Stored data:
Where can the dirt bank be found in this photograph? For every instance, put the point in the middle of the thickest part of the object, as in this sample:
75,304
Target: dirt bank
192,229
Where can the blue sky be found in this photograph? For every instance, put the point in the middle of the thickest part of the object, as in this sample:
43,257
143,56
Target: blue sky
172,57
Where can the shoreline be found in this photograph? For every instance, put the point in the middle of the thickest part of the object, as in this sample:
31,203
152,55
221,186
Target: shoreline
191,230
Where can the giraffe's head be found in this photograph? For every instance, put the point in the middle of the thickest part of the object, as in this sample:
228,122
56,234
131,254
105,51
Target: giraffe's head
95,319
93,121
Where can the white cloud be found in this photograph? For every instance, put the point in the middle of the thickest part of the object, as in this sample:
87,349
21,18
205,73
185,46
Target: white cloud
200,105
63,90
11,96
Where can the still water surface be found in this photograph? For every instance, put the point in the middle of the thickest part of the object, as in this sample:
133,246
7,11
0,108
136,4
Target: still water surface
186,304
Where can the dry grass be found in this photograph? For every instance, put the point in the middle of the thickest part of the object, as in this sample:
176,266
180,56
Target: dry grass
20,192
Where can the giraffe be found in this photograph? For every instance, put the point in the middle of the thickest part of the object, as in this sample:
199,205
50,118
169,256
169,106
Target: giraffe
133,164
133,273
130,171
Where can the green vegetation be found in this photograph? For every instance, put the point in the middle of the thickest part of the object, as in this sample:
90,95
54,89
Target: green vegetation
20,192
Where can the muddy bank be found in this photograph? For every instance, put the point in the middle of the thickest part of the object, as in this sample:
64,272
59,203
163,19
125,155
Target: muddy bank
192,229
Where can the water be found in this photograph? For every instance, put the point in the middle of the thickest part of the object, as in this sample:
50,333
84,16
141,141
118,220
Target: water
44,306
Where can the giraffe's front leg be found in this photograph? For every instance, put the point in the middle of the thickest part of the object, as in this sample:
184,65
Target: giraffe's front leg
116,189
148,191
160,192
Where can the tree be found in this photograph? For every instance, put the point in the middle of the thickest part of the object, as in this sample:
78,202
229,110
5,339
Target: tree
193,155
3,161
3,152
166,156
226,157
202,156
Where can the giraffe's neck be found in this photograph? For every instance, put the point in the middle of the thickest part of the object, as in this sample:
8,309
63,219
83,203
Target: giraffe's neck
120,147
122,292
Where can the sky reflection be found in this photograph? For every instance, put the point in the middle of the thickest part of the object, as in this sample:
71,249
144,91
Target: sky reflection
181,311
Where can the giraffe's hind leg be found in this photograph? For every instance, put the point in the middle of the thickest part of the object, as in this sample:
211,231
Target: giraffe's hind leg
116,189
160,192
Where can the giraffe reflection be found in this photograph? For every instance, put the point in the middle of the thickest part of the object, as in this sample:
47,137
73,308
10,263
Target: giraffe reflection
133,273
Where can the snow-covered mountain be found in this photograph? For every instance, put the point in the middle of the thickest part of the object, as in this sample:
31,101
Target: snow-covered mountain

__CHALLENGE__. Rewrite the data from the line containing "Where can the giraffe's hind" through the end, substituting "widest" for "thickest" and leaving everything else unchanged.

__TASK RESPONSE__.
Where can the giraffe's hind leg be found in this photograph? For every instance, put the point in the middle of the widest part of the object, as in this sample:
211,231
Target: giraffe's hind leg
116,189
160,192
Where can the giraffe reflection be found in this photograph? For every instance, put the point in the middle of the widest part of the object, as in this sample:
47,137
73,308
10,263
Target: giraffe reflection
133,273
Where can the snow-covered mountain be found in this photograph? For every instance, put the point in the middle of the widest part of the object, as in this sample:
31,101
Target: snow-covered mountain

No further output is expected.